What to do: Please reproduce only the data between the lines containing "Task: Where can the dense forest" and "x=160, y=158", inclusive, changing "dense forest" to "thick woodland" and leaving everything else the same.
>> Start
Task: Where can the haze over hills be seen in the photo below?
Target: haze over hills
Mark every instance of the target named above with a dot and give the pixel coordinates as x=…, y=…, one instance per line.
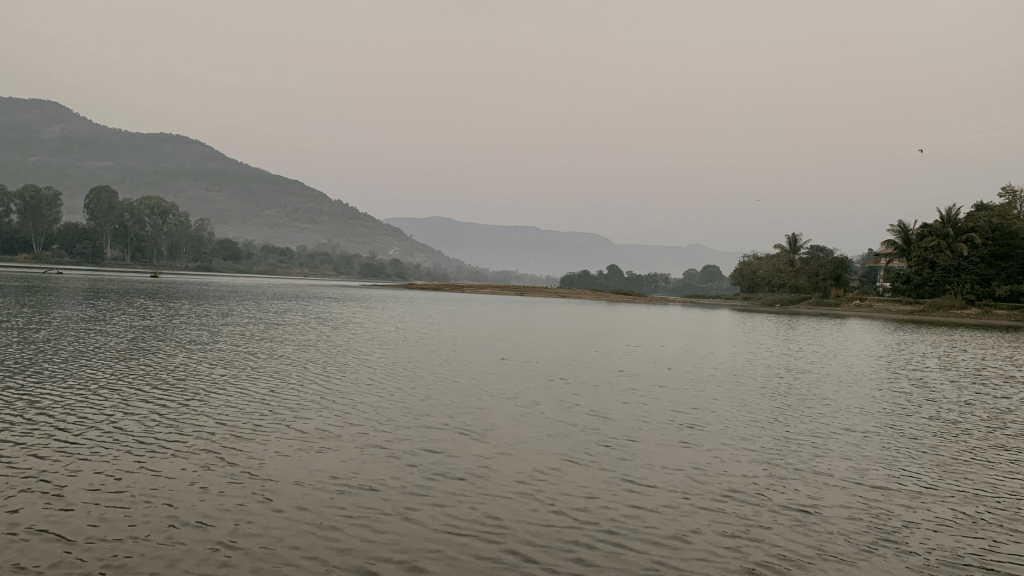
x=47, y=144
x=544, y=251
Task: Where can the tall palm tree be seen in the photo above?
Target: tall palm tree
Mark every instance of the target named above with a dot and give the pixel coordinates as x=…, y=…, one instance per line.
x=904, y=236
x=795, y=245
x=951, y=234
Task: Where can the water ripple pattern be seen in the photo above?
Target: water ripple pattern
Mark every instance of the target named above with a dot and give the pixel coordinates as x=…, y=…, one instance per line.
x=219, y=425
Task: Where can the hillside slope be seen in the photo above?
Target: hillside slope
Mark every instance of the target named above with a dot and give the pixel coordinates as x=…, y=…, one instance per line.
x=45, y=142
x=544, y=251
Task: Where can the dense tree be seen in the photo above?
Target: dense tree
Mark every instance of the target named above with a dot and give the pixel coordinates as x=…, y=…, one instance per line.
x=38, y=212
x=199, y=243
x=1013, y=198
x=950, y=233
x=708, y=281
x=818, y=271
x=102, y=212
x=794, y=245
x=902, y=241
x=975, y=256
x=6, y=219
x=131, y=228
x=227, y=249
x=78, y=241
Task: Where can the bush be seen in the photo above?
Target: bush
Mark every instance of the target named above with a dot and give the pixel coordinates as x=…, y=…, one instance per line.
x=944, y=303
x=782, y=299
x=1010, y=294
x=823, y=302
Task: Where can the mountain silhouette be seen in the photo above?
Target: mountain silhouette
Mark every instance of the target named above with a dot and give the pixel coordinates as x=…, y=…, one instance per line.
x=47, y=144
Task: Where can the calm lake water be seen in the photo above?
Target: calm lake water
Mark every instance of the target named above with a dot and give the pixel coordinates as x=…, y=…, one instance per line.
x=231, y=425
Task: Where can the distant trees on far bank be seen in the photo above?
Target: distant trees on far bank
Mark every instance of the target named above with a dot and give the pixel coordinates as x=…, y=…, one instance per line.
x=709, y=280
x=975, y=255
x=972, y=256
x=797, y=266
x=155, y=231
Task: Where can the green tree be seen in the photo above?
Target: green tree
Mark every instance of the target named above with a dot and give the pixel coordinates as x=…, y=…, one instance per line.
x=38, y=212
x=200, y=241
x=904, y=235
x=131, y=228
x=950, y=232
x=102, y=210
x=1013, y=197
x=6, y=211
x=227, y=249
x=78, y=241
x=794, y=246
x=763, y=273
x=159, y=215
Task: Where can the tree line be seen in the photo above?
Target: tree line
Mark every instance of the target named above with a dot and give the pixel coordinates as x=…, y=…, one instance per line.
x=976, y=255
x=797, y=266
x=155, y=231
x=709, y=280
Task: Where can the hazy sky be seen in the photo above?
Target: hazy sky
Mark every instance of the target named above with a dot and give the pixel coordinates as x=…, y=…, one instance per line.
x=724, y=123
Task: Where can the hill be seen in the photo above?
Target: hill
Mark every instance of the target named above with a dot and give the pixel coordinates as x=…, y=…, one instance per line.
x=545, y=251
x=45, y=142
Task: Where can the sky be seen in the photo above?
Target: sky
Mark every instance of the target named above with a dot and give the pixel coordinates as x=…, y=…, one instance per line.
x=727, y=124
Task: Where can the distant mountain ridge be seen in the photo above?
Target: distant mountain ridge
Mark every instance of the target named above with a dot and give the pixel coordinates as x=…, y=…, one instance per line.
x=544, y=251
x=45, y=142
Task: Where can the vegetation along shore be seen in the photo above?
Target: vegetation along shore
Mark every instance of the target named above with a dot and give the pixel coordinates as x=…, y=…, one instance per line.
x=941, y=310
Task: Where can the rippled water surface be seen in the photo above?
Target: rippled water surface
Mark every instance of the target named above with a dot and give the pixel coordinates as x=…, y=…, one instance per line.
x=198, y=425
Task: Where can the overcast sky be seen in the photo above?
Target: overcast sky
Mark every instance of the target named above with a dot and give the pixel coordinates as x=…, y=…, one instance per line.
x=721, y=123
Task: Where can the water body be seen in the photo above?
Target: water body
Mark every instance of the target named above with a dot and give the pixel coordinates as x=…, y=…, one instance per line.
x=204, y=425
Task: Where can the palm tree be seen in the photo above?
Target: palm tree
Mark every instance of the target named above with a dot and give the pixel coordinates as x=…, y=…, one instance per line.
x=795, y=245
x=950, y=232
x=903, y=238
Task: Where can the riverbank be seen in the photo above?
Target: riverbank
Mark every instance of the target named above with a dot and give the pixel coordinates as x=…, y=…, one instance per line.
x=863, y=307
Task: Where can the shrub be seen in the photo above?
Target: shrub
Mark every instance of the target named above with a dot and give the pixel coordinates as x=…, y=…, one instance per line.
x=944, y=303
x=782, y=299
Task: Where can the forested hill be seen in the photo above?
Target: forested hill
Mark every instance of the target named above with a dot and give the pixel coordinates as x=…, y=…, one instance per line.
x=547, y=251
x=47, y=144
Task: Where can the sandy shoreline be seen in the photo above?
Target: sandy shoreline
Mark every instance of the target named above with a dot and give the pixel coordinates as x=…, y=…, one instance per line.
x=869, y=307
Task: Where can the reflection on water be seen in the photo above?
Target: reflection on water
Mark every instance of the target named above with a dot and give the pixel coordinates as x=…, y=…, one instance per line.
x=190, y=425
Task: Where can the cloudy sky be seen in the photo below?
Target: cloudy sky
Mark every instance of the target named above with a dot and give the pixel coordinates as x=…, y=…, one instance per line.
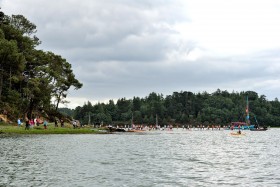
x=126, y=48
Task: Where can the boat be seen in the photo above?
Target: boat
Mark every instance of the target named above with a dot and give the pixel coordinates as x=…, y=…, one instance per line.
x=246, y=125
x=259, y=129
x=237, y=134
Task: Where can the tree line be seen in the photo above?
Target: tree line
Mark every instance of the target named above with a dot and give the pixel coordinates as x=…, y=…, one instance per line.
x=31, y=80
x=181, y=108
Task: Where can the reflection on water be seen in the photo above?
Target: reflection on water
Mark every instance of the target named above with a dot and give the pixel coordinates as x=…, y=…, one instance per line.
x=173, y=158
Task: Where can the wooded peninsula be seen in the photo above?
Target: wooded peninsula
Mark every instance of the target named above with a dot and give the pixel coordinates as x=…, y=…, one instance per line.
x=34, y=82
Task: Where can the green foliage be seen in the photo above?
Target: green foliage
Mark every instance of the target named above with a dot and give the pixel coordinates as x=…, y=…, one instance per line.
x=29, y=78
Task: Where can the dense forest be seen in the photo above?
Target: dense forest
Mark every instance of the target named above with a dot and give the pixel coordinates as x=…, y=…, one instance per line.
x=180, y=108
x=32, y=82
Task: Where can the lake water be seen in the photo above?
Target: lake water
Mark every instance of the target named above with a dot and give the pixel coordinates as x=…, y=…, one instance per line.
x=160, y=158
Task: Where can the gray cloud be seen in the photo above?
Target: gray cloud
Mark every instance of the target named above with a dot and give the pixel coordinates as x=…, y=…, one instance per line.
x=126, y=48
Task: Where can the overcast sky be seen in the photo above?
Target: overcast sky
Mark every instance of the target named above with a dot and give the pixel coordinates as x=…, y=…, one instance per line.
x=126, y=48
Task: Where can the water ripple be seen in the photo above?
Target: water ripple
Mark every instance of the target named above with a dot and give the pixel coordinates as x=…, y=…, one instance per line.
x=175, y=158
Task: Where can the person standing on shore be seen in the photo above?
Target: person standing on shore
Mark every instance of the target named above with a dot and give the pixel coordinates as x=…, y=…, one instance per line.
x=45, y=124
x=19, y=122
x=26, y=123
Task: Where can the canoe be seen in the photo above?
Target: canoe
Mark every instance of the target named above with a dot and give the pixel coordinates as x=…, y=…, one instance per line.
x=237, y=134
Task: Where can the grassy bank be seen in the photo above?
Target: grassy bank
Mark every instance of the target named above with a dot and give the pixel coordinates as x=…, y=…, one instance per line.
x=51, y=129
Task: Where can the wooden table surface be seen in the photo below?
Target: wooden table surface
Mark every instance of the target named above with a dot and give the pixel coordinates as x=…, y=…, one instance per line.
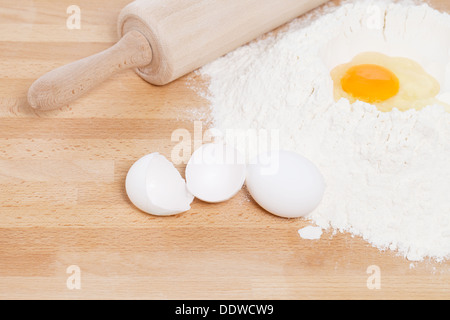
x=63, y=203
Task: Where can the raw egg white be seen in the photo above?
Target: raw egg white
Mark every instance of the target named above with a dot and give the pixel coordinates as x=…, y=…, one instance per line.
x=156, y=187
x=285, y=184
x=215, y=173
x=387, y=82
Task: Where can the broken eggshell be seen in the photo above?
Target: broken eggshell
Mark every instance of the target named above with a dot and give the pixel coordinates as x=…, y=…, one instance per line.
x=156, y=187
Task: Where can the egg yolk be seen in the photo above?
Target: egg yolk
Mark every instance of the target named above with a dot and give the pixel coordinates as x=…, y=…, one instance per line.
x=370, y=83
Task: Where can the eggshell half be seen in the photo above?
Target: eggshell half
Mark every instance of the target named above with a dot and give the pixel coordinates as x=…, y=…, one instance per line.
x=156, y=187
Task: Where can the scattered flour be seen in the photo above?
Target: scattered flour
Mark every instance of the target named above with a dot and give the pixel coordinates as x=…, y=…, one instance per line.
x=387, y=174
x=311, y=233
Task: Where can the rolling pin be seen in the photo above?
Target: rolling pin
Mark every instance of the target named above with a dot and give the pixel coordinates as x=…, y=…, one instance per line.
x=166, y=39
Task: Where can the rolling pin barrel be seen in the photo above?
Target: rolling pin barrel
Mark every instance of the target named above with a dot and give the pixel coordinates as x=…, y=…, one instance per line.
x=166, y=39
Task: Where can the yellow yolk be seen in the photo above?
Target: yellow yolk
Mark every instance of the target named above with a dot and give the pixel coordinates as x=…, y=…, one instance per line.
x=370, y=83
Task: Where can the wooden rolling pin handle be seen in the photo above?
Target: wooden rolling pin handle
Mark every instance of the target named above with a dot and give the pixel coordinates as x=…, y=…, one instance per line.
x=61, y=86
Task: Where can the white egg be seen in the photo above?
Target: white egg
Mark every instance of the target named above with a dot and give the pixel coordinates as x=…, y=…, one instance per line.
x=156, y=187
x=215, y=173
x=285, y=184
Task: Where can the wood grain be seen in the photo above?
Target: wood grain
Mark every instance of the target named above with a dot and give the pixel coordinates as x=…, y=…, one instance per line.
x=62, y=199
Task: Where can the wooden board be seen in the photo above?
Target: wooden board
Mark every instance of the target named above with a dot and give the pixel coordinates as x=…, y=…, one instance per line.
x=62, y=198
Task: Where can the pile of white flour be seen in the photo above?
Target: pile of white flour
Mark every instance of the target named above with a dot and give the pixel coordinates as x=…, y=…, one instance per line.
x=387, y=174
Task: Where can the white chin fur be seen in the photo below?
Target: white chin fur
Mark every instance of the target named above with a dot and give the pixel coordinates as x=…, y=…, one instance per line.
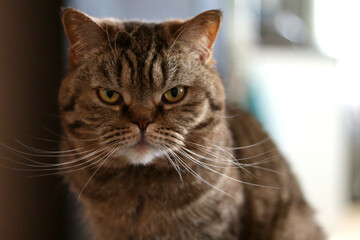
x=142, y=157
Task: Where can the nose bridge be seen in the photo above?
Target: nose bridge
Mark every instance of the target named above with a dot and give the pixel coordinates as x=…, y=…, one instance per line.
x=141, y=116
x=140, y=112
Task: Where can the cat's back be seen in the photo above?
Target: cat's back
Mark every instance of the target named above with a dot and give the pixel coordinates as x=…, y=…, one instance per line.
x=273, y=198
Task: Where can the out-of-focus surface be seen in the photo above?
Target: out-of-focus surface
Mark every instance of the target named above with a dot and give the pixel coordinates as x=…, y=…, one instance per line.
x=294, y=64
x=30, y=69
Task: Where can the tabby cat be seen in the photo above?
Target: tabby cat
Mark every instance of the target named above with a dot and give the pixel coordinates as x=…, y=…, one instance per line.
x=155, y=151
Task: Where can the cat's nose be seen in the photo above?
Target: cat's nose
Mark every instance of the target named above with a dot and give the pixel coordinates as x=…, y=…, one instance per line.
x=142, y=123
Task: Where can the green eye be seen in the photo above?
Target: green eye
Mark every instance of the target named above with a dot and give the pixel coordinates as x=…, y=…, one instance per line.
x=108, y=96
x=174, y=95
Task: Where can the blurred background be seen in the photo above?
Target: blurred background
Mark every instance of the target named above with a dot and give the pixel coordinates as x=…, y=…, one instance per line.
x=293, y=63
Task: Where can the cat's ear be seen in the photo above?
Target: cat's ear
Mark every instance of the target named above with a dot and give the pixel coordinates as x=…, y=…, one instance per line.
x=200, y=32
x=82, y=31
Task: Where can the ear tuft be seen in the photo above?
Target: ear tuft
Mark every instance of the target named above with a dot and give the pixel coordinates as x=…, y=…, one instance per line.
x=82, y=31
x=200, y=32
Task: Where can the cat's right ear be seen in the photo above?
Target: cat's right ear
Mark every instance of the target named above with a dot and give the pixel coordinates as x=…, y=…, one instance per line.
x=82, y=31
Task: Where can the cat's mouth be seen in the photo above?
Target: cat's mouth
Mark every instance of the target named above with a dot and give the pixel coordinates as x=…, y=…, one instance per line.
x=142, y=152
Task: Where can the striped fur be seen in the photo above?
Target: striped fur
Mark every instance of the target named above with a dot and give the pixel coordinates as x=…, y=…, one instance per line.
x=131, y=190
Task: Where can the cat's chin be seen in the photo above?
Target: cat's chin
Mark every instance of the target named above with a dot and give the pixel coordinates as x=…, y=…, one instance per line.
x=142, y=154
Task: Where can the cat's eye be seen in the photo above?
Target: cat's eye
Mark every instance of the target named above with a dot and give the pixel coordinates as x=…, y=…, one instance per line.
x=174, y=95
x=108, y=96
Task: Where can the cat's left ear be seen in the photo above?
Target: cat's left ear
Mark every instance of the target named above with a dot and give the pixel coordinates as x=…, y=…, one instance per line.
x=199, y=33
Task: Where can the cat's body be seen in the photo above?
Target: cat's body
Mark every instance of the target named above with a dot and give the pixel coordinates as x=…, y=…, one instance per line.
x=148, y=167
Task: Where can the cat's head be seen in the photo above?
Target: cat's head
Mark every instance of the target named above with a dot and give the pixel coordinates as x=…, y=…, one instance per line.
x=134, y=90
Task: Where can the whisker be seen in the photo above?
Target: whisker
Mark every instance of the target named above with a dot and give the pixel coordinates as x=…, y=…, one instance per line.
x=195, y=174
x=176, y=167
x=107, y=157
x=221, y=174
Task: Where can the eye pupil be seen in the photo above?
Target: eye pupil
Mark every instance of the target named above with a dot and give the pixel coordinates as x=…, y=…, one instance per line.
x=174, y=92
x=109, y=93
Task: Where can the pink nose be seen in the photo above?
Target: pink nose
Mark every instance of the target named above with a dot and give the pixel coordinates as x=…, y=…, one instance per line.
x=142, y=123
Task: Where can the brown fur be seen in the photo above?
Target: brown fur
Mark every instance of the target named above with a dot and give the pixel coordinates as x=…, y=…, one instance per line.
x=130, y=194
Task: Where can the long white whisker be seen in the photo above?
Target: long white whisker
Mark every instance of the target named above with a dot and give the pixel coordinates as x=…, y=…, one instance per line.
x=195, y=174
x=177, y=167
x=221, y=174
x=107, y=157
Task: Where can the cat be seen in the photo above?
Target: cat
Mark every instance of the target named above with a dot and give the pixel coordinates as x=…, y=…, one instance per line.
x=156, y=152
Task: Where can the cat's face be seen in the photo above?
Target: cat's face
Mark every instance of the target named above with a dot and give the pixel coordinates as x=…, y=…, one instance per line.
x=135, y=90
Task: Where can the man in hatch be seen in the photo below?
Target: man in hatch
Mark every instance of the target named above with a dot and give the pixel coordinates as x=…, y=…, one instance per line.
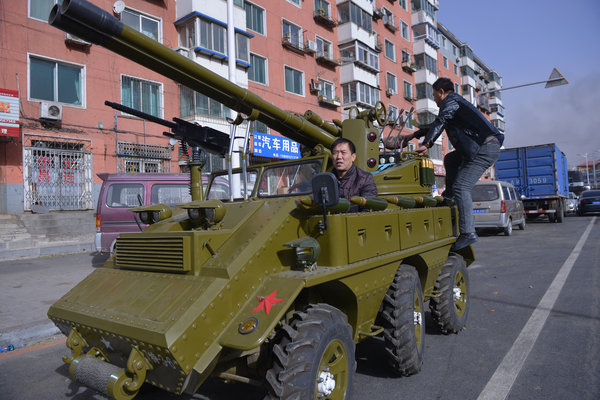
x=352, y=180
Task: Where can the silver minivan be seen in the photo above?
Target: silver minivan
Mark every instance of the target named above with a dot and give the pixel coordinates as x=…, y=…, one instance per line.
x=497, y=205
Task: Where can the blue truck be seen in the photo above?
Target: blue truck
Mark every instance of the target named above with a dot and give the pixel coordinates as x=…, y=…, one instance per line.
x=539, y=173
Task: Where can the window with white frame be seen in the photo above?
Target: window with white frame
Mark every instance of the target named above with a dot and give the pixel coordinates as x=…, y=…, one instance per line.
x=141, y=95
x=55, y=81
x=408, y=92
x=359, y=92
x=404, y=31
x=391, y=83
x=324, y=6
x=146, y=24
x=255, y=18
x=40, y=9
x=324, y=48
x=193, y=104
x=258, y=69
x=390, y=50
x=294, y=80
x=292, y=33
x=392, y=113
x=327, y=89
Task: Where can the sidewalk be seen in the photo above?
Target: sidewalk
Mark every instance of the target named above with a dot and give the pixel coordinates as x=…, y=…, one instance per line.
x=30, y=286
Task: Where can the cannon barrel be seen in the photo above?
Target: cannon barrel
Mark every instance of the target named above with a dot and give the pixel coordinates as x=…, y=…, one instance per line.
x=91, y=23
>> End
Full solution:
Task: Where can the thick woodland be seen in the photo above?
Target: thick woodland
Mark every instance of the target named above with a dot and give the pixel coordinates as x=…, y=…, one instance per line.
x=180, y=108
x=32, y=82
Task: Where can the lake water be seen in the photo above?
Target: lake water
Mark every instance of the target named above with a dot and give the pixel coordinates as x=…, y=…, one instance per line.
x=160, y=158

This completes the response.